_Source text_:
────

Dipeptidyl Peptidase-4 (DPP-4) Inhibitors

DPP-4 inhibitors demonstrate nuanced differences in efficacy. A meta-analysis reported a greater HbA1c reduction in Asians compared to non-Asians (between-group difference: −0.26%, 95% CI: −0.36% to −0.17%, P<0.001). However, body weight changes after placebo adjustment were comparable (Asians: +0.37 kg; non-Asians: +0.45 kg). A separate study using individual patient data found no significant difference in HbA1c reduction when DPP-4 inhibitors were used as third-line therapy after metformin and sulfonylurea failure. These conflicting results highlight the need for context-specific evaluations, as treatment line and baseline therapies may modulate ethnic-specific responses.

Sodium-Glucose Cotransporter 2 (SGLT2) Inhibitors

SGLT2 inhibitors show similar glucose-lowering effects between Asian and non-Asian patients. A meta-analysis of 56 trials found no significant differences in HbA1c reduction (difference: 0.05%, P>0.05) or weight loss (difference: 0.08 kg, P>0.05). However, Asian patients experienced greater improvements in triglycerides (−0.14 mmol/L vs. non-Asians, P<0.05) and high-density lipoprotein cholesterol (+0.09 mmol/L, P<0.05). These cardiometabolic benefits may reflect ethnic variations in lipid metabolism or adherence to therapy.

Metformin, Sulfonylureas, and Thiazolidinediones (TZDs)

Direct comparisons of metformin, sulfonylureas, and TZDs between ethnic groups are limited. Indirect evidence suggests similarities in HbA1c reduction. For example, Chinese patients treated with metformin achieved HbA1c reductions of −1.84% (normal weight), −1.78% (overweight), and −1.78% (obese), comparable to the −1.12% reduction in Caucasians from the ADOPT trial. Similarly, glibenclamide lowered HbA1c by −0.66% in Chinese patients, aligning with −0.63% in ADOPT. TZDs, such as pioglitazone, reduced HbA1c by −0.67% in Japanese patients, consistent with −0.80% in Caucasians. These parallels suggest that insulin secretagogues and sensitizers may have comparable efficacy across ethnicities despite differences in β-cell function.

Glucagon-Like Peptide-1 Receptor Agonists (GLP-1RAs)

GLP-1RAs exhibit ethnic disparities in glucose-lowering efficacy and hypoglycemia risk. A meta-analysis of 15 trials found greater HbA1c reductions in Asian-dominant studies (between-group difference: −0.32%, 95% CI: −0.64 to −0.01, P=0.04). Weight loss was similar, but hypoglycemia risk was higher in Asians (risk ratio=2.8, 95% CI: 2.3–3.5) compared to non-Asians (risk ratio=1.5, 95% CI: 1.2–1.8). This heightened hypoglycemia risk may relate to stricter glycemic targets in Asian protocols or differences in concomitant therapies.

────

_Task instructions_:
1. Reproduce the passage of the text on diabetes drugs starting with "Metformin, Sulfonylureas, and Thiazolidinediones" and going on through "Receptor Agonists (GLP-1RAs)".
2. List every section heading in the text on diabetes drugs.

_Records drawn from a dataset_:
────

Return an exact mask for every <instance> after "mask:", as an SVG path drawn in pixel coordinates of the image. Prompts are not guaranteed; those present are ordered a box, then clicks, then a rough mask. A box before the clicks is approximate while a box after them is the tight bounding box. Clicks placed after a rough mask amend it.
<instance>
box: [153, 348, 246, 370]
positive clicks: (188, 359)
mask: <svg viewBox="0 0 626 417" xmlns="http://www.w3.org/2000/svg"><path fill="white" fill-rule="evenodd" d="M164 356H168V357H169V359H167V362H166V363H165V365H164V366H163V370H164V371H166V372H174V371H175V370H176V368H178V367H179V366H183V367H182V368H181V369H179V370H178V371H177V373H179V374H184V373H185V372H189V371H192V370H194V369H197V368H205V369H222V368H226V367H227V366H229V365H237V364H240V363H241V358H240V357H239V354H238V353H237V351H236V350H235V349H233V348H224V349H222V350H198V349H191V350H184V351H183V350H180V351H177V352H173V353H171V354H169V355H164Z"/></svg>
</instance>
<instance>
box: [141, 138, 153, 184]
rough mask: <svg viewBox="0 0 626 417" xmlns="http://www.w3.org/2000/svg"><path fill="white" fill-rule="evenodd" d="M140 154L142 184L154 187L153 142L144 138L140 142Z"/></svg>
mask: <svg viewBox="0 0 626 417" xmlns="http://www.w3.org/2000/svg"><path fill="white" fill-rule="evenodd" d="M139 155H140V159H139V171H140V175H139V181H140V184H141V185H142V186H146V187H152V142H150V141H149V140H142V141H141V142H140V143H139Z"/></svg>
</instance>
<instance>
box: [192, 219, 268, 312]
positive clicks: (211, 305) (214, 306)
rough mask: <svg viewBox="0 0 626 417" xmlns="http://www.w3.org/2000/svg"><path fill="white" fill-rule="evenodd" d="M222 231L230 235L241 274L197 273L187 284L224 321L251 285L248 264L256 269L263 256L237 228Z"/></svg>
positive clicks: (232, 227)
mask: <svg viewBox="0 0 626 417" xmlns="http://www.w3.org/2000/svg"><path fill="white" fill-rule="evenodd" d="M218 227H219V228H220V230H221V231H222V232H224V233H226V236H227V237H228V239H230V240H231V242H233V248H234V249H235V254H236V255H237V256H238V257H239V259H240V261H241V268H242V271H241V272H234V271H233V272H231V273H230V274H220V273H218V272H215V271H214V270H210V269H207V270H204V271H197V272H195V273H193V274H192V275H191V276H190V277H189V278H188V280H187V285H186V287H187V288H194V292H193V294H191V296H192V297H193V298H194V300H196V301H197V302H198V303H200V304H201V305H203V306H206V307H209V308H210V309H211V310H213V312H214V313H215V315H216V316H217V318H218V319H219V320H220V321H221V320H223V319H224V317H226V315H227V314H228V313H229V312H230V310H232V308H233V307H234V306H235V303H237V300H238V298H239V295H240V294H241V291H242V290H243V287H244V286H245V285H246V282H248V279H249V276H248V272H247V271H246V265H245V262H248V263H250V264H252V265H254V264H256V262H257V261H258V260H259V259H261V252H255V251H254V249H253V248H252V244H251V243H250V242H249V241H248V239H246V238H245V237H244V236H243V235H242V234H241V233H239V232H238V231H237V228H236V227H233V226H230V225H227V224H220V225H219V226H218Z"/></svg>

────

_Solutions in order_:
1.
Metformin, Sulfonylureas, and Thiazolidinediones (TZDs)

Direct comparisons of metformin, sulfonylureas, and TZDs between ethnic groups are limited. Indirect evidence suggests similarities in HbA1c reduction. For example, Chinese patients treated with metformin achieved HbA1c reductions of −1.84% (normal weight), −1.78% (overweight), and −1.78% (obese), comparable to the −1.12% reduction in Caucasians from the ADOPT trial. Similarly, glibenclamide lowered HbA1c by −0.66% in Chinese patients, aligning with −0.63% in ADOPT. TZDs, such as pioglitazone, reduced HbA1c by −0.67% in Japanese patients, consistent with −0.80% in Caucasians. These parallels suggest that insulin secretagogues and sensitizers may have comparable efficacy across ethnicities despite differences in β-cell function.

Glucagon-Like Peptide-1 Receptor Agonists (GLP-1RAs)

2.
- Dipeptidyl Peptidase-4 (DPP-4) Inhibitors
- Sodium-Glucose Cotransporter 2 (SGLT2) Inhibitors
- Metformin, Sulfonylureas, and Thiazolidinediones (TZDs)
- Glucagon-Like Peptide-1 Receptor Agonists (GLP-1RAs)